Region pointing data
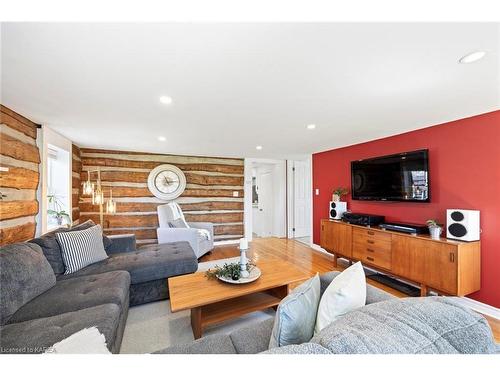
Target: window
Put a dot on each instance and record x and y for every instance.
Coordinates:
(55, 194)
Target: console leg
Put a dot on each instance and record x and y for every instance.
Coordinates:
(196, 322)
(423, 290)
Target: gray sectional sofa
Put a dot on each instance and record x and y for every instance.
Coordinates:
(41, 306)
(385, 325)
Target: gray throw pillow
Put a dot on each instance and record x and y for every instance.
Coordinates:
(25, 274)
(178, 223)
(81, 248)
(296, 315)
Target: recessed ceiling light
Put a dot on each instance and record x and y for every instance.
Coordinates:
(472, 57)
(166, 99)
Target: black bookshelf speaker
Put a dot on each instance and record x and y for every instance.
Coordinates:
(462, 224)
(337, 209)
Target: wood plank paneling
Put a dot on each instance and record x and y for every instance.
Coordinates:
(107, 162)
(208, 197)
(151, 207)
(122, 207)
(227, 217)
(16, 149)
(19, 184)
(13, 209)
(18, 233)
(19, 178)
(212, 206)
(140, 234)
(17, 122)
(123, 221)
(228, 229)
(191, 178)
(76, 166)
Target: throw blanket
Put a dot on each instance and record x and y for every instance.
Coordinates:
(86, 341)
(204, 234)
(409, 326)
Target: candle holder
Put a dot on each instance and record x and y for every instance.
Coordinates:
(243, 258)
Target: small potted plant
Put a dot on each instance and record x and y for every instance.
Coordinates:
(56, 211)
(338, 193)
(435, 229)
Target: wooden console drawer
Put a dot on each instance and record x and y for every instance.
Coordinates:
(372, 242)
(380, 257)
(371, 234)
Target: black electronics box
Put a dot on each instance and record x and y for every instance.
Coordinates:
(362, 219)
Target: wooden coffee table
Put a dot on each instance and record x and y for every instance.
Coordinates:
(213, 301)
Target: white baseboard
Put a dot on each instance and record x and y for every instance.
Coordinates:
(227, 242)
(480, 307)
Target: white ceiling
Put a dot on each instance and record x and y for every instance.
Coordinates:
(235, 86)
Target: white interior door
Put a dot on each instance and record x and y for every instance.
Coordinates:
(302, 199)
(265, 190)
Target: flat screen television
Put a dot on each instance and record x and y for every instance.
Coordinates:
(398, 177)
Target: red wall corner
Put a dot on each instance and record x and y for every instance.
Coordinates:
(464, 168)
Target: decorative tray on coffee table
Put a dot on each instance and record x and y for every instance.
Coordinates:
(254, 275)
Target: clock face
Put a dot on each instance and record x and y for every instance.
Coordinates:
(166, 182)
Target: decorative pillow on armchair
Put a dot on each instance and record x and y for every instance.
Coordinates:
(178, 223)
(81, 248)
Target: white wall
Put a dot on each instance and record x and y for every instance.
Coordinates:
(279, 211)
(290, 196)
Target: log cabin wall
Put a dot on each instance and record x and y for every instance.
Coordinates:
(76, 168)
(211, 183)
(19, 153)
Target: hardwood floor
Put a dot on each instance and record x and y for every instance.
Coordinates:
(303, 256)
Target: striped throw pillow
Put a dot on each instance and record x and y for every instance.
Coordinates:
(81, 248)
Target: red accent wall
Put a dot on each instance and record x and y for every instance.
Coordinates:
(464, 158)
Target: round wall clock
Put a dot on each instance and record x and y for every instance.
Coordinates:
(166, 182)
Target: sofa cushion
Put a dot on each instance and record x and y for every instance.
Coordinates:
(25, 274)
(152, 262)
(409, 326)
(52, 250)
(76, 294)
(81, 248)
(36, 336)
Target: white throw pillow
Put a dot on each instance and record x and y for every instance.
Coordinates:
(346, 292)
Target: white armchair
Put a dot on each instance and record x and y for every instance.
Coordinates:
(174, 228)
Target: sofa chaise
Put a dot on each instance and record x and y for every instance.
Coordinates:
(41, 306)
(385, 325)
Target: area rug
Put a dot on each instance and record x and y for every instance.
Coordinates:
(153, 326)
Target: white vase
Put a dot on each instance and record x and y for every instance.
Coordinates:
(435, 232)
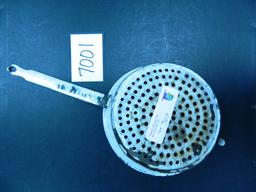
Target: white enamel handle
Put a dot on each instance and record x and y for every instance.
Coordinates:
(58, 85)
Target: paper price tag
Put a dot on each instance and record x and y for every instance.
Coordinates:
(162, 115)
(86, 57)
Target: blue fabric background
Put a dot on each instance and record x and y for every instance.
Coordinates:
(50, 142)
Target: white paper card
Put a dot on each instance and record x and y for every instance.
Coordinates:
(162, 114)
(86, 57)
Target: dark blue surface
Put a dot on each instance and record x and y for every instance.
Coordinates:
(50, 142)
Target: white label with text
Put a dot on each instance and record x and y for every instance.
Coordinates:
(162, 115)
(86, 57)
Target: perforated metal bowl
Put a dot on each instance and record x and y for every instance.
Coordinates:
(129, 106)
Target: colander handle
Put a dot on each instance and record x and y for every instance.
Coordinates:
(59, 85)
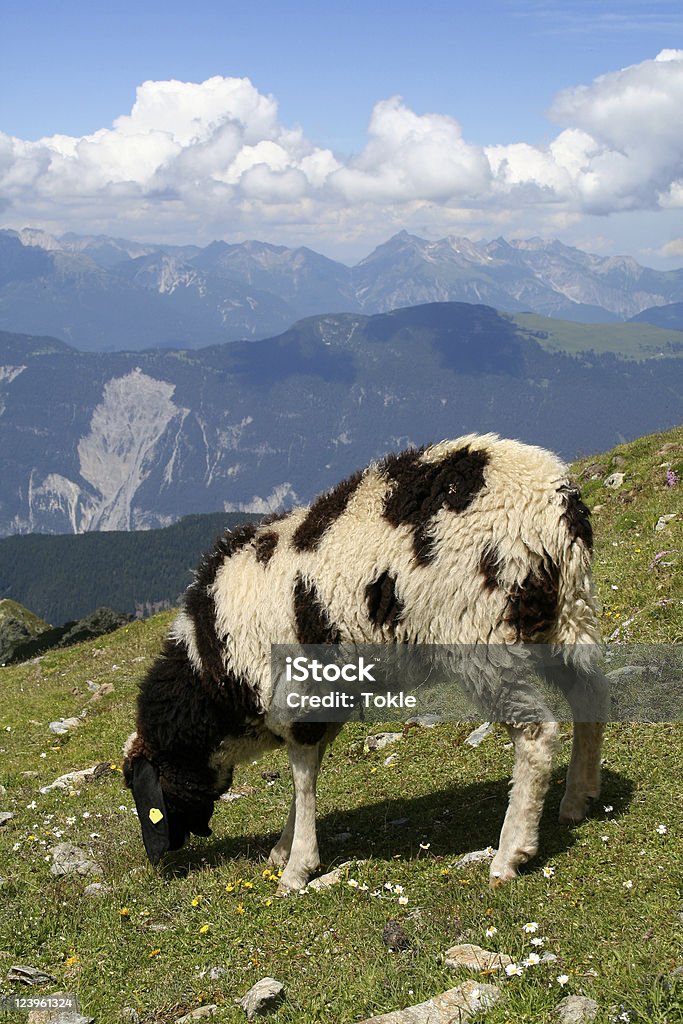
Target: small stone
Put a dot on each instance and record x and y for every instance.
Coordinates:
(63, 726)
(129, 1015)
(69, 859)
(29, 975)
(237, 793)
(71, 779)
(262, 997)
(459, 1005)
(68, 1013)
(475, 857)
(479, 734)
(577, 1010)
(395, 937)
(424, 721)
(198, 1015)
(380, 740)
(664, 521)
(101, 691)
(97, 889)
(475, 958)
--
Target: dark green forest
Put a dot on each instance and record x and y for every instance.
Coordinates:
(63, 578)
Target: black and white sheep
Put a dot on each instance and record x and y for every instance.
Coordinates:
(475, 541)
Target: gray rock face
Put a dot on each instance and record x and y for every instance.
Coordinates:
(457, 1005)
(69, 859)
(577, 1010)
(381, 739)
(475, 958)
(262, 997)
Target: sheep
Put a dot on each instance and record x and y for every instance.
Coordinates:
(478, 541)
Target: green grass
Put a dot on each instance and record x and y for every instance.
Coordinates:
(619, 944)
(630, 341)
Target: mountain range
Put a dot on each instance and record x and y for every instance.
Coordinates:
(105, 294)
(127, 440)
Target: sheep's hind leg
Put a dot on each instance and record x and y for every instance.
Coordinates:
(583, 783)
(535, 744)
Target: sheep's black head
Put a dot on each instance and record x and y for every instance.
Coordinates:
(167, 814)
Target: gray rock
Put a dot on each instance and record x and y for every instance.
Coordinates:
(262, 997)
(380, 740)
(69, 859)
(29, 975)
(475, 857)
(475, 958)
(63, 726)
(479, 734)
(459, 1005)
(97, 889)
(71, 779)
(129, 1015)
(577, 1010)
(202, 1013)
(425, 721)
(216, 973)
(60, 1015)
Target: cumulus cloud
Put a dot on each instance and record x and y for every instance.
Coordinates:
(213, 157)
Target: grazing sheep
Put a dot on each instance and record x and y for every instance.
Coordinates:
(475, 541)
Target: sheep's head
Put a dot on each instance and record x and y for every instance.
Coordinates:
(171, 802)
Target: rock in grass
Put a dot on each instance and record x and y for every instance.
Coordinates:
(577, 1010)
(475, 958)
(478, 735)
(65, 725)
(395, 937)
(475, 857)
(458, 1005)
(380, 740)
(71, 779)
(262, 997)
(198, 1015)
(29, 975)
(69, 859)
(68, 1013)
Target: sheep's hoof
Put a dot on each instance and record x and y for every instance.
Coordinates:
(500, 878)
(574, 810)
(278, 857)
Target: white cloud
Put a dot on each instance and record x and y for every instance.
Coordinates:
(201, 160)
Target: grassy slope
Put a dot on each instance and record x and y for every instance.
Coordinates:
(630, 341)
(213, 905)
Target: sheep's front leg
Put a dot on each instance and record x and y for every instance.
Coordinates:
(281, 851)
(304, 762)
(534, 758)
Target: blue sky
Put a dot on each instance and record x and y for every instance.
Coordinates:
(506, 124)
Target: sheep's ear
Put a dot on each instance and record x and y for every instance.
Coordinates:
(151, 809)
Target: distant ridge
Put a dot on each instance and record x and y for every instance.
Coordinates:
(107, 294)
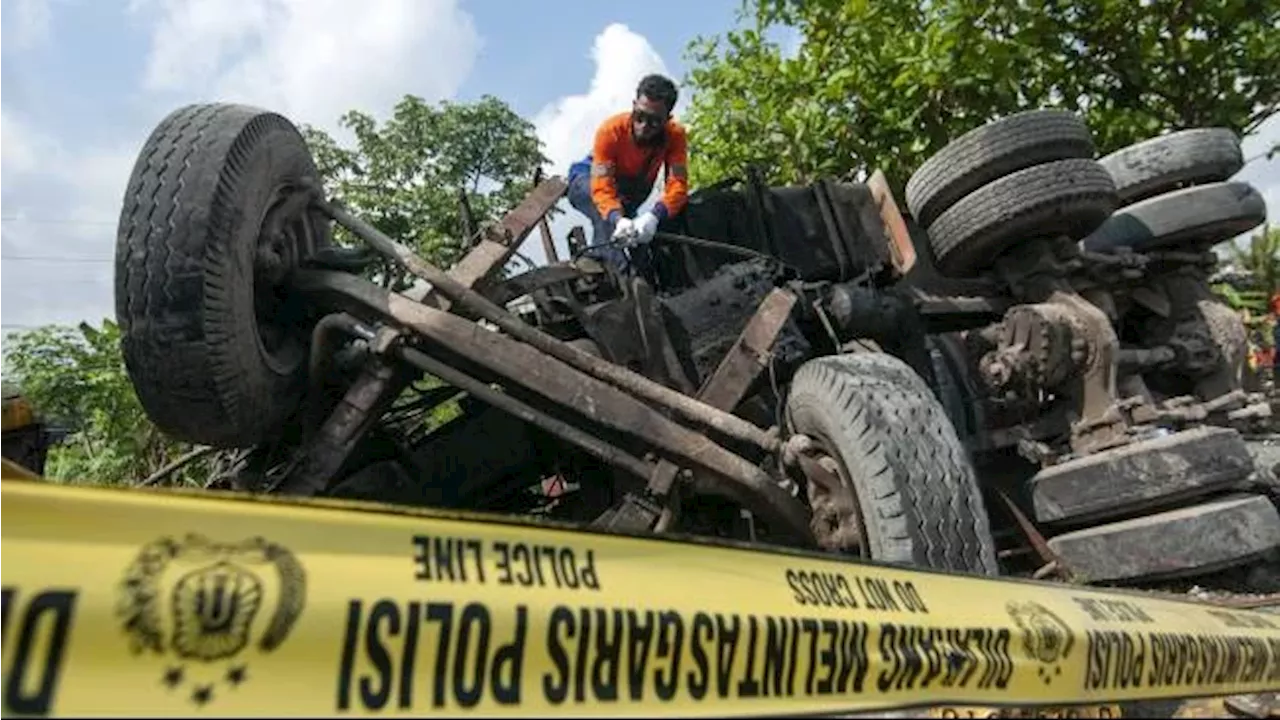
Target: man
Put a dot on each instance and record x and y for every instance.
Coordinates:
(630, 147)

▸ What this task involves
Report the lines above that contain "sofa".

▸ Answer area
Target: gray sectional sofa
Target: sofa cushion
Target: sofa chaise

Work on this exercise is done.